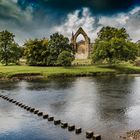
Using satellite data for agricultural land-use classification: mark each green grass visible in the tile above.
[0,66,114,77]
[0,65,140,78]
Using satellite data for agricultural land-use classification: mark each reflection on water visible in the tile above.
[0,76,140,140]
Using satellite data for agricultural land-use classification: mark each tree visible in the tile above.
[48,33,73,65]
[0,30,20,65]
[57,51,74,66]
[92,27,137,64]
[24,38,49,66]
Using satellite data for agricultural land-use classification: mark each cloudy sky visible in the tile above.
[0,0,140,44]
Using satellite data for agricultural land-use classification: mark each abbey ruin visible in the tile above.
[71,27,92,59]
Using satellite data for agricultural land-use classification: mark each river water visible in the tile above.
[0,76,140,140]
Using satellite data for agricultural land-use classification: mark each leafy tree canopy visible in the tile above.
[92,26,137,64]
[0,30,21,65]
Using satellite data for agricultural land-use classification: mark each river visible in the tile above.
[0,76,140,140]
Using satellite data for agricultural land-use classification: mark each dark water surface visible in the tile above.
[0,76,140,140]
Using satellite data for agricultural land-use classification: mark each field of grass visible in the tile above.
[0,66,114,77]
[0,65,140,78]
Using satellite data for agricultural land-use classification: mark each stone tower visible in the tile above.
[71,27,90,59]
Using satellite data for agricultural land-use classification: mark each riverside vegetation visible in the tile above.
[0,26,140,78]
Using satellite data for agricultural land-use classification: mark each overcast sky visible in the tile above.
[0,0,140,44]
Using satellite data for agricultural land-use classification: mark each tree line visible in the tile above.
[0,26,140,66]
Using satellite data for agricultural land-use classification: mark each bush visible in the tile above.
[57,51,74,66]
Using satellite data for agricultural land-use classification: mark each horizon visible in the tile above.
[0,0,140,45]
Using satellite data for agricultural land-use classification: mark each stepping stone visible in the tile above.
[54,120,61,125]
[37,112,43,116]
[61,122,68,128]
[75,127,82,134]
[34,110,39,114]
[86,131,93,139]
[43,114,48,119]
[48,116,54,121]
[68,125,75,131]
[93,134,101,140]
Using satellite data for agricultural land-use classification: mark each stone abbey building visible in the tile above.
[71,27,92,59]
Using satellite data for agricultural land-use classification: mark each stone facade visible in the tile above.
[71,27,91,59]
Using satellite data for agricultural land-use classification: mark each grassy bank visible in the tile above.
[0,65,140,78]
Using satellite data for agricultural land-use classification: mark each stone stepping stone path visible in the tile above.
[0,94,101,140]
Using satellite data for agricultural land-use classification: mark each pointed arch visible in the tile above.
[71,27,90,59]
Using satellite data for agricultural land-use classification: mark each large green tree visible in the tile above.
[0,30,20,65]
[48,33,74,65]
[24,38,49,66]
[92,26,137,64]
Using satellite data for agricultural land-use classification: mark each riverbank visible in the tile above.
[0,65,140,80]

━━━━━━━━━━━━━━━━

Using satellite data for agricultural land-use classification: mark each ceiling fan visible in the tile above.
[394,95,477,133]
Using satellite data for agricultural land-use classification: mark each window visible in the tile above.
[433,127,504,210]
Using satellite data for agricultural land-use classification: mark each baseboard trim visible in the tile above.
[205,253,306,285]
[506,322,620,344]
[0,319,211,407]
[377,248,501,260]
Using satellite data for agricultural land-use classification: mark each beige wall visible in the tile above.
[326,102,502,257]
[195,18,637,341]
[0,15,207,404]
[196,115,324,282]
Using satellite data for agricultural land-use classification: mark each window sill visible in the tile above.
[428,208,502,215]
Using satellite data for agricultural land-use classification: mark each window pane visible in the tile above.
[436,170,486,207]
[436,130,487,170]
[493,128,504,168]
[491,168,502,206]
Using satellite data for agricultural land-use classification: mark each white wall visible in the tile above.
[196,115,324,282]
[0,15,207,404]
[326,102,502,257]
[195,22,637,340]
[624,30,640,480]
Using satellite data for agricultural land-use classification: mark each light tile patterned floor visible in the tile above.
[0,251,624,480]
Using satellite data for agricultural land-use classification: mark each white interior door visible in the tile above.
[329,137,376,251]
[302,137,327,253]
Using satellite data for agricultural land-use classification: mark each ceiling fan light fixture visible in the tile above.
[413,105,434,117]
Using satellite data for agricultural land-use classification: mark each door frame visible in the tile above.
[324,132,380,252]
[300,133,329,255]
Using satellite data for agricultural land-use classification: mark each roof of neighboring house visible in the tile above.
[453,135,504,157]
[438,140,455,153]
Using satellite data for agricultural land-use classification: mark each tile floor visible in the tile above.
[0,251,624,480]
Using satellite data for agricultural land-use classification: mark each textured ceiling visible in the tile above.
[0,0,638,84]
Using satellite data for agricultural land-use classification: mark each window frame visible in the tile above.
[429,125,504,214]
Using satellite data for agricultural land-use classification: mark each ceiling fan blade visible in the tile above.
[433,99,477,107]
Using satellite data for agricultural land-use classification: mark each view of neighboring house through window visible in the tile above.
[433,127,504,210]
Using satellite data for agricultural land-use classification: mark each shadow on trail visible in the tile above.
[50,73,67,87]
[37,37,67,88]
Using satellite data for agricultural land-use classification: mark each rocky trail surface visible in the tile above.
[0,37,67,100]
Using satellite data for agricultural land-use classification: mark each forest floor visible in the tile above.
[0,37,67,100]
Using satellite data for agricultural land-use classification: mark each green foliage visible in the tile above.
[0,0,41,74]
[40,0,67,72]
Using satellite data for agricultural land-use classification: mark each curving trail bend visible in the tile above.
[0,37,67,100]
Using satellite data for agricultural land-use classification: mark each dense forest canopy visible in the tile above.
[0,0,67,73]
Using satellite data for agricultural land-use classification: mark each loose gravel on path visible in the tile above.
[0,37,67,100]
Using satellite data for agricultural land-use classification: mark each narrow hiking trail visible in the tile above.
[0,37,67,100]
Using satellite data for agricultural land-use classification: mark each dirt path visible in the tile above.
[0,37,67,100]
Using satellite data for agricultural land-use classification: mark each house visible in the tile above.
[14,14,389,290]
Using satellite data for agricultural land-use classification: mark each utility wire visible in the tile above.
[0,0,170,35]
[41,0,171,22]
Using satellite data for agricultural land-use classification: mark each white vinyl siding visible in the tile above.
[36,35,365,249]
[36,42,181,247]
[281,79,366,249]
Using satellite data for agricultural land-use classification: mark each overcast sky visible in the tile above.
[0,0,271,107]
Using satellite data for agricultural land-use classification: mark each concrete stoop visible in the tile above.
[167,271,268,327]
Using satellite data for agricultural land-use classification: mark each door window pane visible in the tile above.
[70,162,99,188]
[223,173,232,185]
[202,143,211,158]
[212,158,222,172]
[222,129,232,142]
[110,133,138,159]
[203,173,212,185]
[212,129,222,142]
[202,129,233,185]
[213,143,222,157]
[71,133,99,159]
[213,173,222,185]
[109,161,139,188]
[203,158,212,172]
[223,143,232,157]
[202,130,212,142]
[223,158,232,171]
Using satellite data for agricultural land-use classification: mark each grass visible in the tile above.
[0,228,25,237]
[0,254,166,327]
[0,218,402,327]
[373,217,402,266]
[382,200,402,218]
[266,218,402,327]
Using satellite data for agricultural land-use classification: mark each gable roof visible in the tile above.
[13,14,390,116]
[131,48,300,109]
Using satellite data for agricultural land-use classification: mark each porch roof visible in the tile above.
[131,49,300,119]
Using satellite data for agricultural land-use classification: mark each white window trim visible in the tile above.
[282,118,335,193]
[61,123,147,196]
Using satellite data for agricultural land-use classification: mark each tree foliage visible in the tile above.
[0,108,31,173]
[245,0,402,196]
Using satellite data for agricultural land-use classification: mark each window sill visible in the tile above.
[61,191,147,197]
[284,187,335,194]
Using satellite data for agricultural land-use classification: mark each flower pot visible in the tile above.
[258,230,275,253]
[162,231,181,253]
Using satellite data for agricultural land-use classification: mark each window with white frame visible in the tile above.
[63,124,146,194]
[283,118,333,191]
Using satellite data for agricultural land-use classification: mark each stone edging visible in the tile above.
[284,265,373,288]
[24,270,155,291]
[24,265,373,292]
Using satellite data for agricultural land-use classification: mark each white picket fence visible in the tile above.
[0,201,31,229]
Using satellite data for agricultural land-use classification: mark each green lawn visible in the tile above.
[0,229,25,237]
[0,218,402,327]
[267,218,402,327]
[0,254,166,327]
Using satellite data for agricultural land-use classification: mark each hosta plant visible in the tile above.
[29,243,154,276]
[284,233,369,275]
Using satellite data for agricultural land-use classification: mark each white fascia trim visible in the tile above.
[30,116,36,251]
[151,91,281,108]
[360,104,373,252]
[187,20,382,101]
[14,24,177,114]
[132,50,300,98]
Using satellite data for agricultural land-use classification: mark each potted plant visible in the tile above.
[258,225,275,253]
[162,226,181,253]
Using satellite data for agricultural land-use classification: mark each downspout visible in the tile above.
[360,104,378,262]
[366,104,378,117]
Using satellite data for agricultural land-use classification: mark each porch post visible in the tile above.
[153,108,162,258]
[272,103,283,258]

━━━━━━━━━━━━━━━━

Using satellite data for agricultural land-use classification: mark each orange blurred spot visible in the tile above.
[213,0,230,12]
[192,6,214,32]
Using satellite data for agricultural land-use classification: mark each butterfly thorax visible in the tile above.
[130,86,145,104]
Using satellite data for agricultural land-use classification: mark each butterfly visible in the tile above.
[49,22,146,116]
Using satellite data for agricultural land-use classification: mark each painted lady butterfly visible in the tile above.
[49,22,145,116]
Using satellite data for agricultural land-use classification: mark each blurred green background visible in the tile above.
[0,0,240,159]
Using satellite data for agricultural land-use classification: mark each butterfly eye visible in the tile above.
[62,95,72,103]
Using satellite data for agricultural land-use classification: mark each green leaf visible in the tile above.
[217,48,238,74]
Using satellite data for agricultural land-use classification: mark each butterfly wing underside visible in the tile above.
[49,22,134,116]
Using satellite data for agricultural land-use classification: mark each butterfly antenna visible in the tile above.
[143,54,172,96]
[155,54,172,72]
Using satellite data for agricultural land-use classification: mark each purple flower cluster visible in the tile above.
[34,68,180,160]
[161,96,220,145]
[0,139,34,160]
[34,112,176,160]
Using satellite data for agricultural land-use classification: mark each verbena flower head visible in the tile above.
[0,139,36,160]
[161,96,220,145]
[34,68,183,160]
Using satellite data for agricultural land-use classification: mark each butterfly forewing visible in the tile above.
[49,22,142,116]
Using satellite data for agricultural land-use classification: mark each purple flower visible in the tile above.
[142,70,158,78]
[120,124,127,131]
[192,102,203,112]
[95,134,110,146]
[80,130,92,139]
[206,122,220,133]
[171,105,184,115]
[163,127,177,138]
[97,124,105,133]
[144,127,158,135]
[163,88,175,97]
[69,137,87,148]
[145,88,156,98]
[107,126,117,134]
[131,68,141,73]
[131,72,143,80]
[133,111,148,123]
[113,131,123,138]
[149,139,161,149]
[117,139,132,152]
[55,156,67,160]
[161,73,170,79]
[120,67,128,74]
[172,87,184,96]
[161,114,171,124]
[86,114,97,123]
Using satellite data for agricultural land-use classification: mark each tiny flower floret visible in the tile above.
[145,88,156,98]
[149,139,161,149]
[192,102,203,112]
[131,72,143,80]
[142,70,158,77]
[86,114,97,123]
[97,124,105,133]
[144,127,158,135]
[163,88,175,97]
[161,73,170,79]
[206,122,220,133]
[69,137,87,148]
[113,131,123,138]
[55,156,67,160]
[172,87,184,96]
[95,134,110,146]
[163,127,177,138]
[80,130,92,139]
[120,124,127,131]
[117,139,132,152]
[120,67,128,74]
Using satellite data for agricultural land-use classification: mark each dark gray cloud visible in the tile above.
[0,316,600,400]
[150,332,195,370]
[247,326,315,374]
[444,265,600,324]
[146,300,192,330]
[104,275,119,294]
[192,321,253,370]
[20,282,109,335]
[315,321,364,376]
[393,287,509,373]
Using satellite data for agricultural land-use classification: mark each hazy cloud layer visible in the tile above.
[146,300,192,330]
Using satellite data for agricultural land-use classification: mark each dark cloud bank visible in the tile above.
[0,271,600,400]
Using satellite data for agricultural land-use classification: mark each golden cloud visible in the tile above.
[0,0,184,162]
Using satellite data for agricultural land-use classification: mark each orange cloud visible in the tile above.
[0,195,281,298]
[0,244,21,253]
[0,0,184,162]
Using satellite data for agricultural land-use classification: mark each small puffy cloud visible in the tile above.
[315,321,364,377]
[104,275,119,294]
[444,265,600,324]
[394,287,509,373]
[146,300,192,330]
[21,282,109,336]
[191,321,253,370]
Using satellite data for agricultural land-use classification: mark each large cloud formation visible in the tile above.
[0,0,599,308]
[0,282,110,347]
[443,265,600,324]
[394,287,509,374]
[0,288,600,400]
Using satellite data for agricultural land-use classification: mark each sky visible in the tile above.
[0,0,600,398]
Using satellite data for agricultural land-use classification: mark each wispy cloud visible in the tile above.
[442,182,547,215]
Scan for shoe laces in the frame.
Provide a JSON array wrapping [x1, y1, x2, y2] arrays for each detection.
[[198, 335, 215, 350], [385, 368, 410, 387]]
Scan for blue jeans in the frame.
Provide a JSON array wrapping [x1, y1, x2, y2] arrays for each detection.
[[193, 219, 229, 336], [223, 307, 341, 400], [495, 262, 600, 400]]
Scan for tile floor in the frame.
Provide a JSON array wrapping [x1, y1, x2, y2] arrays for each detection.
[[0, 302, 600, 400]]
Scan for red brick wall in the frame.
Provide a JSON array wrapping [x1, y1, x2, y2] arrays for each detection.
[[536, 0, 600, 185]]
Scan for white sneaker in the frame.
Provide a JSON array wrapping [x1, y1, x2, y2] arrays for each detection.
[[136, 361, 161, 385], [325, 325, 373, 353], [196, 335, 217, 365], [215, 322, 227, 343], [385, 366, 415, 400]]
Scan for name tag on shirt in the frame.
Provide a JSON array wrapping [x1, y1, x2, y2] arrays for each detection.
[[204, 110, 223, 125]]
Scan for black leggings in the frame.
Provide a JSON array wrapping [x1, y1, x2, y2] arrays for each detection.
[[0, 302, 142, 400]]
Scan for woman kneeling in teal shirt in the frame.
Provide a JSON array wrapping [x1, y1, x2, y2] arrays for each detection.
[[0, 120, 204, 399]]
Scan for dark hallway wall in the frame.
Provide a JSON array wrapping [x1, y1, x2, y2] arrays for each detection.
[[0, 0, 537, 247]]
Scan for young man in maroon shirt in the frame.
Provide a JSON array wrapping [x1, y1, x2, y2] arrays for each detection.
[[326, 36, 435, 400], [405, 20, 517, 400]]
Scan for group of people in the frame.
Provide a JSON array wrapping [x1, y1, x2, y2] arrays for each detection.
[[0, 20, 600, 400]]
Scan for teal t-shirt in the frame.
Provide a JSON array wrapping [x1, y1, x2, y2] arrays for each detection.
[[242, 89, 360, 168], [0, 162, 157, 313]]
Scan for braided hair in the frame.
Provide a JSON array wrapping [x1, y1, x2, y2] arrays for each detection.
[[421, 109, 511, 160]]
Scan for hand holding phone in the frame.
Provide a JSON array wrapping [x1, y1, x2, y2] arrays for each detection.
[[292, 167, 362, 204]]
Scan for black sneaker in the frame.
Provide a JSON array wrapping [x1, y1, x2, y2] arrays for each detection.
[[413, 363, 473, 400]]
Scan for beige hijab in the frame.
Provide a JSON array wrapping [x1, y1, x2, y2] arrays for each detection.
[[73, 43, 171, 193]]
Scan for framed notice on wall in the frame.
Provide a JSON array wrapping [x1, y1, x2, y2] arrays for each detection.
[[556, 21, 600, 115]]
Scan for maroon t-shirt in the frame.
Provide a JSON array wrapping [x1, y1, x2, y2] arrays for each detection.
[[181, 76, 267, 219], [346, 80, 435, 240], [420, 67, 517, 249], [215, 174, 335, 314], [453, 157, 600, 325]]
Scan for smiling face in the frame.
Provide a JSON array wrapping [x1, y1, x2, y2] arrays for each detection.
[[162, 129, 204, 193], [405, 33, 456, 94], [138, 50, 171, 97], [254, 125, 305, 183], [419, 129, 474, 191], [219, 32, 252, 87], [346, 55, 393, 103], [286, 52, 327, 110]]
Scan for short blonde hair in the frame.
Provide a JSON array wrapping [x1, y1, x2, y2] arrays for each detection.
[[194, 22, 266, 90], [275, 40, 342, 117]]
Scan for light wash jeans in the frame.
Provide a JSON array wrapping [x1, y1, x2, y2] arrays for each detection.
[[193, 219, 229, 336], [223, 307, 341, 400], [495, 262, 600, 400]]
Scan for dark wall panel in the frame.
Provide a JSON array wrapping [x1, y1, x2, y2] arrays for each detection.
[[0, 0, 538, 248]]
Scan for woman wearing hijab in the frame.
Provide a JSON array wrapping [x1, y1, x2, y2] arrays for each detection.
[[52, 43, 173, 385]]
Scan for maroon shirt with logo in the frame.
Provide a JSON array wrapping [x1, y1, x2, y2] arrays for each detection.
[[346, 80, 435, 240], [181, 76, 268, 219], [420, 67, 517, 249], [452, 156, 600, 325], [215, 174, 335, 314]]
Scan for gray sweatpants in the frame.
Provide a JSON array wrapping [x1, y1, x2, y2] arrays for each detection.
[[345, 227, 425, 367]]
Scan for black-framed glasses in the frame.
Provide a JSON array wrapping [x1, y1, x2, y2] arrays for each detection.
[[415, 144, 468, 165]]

━━━━━━━━━━━━━━━━

PROBLEM STATEMENT: Please copy the records word for word, from the line that contains "Scan for hand holding phone in the frame." through the line that contains "[[194, 22, 266, 90], [275, 40, 342, 117]]", including both of those lines.

CORRECT OUTPUT:
Scan for hand holding phone in the frame.
Provide a JSON array wrapping [x1, y1, x2, y2] arrays for each detection.
[[292, 167, 362, 204]]
Scan for black sneaker in the frame.
Provide a JSON array wrapping [x1, y1, x2, y2] arrays for each detection.
[[413, 363, 473, 400]]
Scan for beige hijab in the frame.
Provide a JSON array wrapping [x1, y1, x2, y2] arrays for each detection.
[[73, 43, 171, 193]]
Scan for framed notice on wall in the frame.
Provide a JSON array wrapping [x1, y1, x2, y2] arrays for each detection.
[[556, 21, 600, 115]]
Scan for maroon t-shirt in the frame.
Provide a JSON array wrapping [x1, y1, x2, y2] arrays for each detection.
[[181, 76, 267, 219], [346, 80, 435, 240], [420, 67, 517, 249], [215, 174, 335, 314], [453, 157, 600, 325]]
Scan for smiling face in the frame.
Provide a JSON array wrapping [x1, y1, x2, y2] arrays for each detection.
[[162, 129, 204, 193], [405, 33, 456, 94], [138, 50, 171, 97], [254, 125, 305, 183], [419, 129, 474, 191], [219, 32, 252, 87], [346, 55, 393, 103], [286, 52, 327, 110]]
Scan for short blonde hair in the frame.
Provide a JSON array wrapping [x1, y1, x2, y2] arrays for each detection.
[[194, 22, 266, 90], [275, 40, 342, 117]]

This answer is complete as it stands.